▸ What you will do
Recast the stretch of the data below that opens with the line containing "Look at the photo above. For each instance of the river" and closes with the line containing "pixel 808 419" as a Markdown table with columns Row and Text. Number each line in Row, put the line itself in Text, skip blank lines, and include only that stretch.

[Point annotation data]
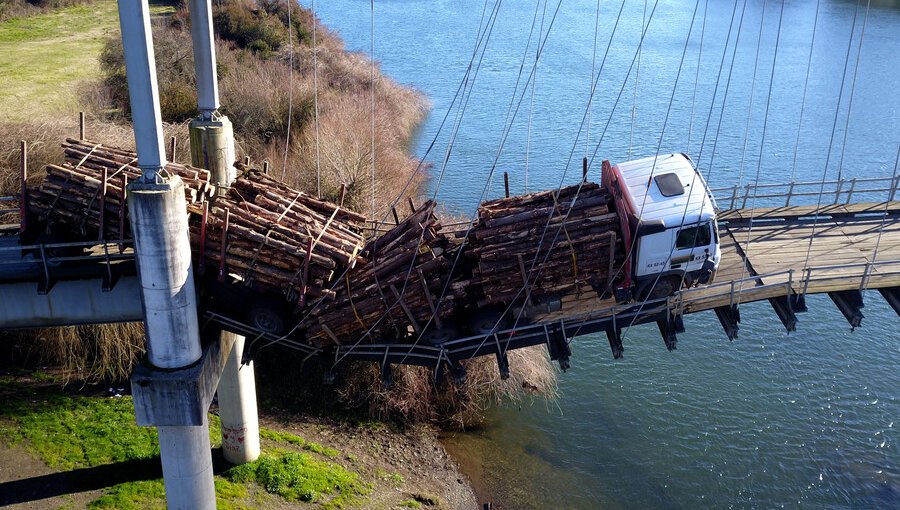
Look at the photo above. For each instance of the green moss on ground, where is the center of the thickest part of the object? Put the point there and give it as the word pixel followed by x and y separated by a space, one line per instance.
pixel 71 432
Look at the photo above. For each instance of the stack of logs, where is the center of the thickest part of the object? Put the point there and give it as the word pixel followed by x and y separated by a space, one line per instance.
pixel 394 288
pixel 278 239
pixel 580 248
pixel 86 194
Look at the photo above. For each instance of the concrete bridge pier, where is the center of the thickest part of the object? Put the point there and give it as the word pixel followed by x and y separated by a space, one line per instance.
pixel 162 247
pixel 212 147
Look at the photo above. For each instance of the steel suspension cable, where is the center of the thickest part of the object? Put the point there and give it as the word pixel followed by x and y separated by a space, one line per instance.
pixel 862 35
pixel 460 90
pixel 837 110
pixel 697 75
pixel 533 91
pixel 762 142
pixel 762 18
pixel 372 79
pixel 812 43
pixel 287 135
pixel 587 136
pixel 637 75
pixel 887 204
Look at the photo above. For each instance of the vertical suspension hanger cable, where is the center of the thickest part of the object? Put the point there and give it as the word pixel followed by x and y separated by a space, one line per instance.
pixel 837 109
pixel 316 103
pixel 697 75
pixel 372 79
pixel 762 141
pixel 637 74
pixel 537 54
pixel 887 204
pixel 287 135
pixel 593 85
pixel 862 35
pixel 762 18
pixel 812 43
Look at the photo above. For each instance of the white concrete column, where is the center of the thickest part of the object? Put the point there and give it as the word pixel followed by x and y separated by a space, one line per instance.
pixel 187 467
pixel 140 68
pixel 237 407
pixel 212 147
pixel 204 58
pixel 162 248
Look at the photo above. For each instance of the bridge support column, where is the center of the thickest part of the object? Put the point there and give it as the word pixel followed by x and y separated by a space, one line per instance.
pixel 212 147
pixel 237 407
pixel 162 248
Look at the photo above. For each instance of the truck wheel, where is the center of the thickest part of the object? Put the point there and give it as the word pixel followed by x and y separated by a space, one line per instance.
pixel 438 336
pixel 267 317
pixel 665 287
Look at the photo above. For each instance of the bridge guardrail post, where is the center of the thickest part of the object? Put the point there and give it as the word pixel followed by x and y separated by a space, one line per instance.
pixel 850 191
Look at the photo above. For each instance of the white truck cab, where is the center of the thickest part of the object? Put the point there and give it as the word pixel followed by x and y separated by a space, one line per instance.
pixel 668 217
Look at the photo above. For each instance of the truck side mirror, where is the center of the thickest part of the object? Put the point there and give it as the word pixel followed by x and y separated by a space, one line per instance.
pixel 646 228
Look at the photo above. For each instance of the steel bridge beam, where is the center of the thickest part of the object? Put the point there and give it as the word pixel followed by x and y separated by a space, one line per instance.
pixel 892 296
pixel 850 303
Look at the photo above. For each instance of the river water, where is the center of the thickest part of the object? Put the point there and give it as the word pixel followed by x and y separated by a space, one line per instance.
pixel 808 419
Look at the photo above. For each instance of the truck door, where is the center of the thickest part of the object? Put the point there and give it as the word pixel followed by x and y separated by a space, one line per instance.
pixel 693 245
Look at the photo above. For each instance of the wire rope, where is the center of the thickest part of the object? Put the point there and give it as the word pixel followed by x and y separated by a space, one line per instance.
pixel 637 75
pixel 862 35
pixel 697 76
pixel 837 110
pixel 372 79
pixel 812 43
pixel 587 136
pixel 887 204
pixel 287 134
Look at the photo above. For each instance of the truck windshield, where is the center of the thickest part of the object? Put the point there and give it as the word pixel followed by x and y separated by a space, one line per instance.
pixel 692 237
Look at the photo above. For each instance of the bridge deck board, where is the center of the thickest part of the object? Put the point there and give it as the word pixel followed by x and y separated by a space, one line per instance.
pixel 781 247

* * *

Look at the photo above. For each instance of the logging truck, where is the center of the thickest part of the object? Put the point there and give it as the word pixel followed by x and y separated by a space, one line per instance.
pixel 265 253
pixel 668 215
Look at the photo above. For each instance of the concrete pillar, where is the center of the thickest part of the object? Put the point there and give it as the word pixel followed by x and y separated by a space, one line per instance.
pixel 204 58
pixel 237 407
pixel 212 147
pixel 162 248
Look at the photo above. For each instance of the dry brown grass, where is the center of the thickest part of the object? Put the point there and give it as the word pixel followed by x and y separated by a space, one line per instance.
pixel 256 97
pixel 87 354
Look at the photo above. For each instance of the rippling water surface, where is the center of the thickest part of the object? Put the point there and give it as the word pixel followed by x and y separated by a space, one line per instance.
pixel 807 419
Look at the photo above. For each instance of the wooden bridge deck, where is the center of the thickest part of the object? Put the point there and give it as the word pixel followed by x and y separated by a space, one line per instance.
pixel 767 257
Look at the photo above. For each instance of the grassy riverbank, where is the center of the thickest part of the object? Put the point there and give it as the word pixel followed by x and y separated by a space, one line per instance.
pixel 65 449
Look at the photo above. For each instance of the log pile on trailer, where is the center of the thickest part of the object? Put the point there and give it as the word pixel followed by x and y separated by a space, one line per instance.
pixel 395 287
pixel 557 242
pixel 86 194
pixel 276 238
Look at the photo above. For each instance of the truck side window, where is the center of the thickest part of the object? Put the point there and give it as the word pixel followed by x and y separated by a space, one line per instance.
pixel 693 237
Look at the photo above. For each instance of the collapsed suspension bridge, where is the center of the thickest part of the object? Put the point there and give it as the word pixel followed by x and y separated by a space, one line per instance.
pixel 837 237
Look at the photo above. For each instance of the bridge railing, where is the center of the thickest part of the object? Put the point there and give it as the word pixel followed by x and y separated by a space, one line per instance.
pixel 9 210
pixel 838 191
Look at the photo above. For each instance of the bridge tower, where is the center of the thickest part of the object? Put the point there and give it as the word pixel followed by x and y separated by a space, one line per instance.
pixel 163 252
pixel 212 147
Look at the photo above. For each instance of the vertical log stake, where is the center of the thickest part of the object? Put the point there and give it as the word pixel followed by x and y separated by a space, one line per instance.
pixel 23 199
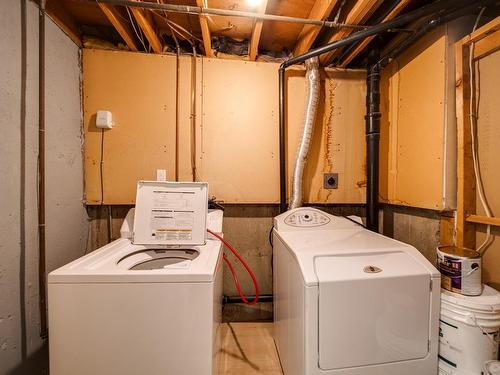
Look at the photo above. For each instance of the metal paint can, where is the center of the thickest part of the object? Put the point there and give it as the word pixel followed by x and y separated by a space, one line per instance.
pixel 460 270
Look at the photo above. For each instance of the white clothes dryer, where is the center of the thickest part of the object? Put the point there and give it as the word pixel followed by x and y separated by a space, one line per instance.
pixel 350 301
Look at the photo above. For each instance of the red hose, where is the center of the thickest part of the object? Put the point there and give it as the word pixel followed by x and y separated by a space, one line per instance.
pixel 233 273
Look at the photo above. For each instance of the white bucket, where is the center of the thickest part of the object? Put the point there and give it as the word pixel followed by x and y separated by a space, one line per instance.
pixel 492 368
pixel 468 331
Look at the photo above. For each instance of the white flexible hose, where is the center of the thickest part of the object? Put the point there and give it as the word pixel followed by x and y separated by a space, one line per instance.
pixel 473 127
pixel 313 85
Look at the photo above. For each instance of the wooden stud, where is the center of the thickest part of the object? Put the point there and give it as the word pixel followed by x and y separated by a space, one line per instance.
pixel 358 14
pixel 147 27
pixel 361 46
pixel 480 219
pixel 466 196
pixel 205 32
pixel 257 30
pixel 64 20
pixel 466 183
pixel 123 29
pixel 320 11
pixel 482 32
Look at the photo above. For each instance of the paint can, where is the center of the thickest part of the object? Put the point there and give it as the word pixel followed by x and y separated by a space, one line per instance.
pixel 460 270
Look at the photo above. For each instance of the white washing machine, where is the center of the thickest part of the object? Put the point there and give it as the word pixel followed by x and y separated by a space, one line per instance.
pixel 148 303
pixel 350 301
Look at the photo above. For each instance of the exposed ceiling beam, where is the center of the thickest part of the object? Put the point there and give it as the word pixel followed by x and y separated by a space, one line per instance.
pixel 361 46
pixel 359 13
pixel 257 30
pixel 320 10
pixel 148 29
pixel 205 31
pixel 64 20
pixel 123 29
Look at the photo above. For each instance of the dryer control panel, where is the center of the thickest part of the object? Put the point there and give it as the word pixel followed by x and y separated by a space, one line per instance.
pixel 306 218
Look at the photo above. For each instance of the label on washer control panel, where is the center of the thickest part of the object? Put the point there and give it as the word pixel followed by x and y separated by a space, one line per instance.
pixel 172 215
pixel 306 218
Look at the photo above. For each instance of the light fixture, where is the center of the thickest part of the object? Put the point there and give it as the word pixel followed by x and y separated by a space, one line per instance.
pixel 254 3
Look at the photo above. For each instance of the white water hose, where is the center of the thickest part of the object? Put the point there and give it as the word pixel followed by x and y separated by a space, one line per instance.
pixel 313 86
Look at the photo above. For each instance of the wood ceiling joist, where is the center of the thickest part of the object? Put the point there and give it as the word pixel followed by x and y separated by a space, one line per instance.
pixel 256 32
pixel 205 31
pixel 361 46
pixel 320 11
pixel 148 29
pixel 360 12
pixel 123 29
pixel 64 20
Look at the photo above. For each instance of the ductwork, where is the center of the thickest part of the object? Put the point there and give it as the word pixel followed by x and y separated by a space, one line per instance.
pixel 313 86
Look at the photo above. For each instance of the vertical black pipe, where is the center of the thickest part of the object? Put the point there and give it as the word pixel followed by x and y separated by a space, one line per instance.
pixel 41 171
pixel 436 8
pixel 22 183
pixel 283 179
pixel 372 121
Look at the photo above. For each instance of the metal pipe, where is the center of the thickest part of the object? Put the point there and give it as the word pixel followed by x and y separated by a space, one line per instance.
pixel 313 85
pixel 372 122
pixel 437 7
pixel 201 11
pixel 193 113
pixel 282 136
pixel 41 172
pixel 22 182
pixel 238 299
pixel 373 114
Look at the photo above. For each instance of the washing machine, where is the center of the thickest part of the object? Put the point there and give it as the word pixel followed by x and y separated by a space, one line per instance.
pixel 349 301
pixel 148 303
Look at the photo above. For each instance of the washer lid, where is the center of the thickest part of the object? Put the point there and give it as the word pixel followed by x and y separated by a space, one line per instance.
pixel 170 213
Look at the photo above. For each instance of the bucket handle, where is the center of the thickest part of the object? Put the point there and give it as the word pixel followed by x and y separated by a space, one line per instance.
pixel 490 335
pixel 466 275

▸ Result for this task
| Row | Text |
|---|---|
| 1 | Look at the photo above. For each instance of the river water, where is the center of the thickest part of the object? Put the point there and give it as the word pixel followed by x and y separated by a space, one line per instance. |
| 2 | pixel 808 419 |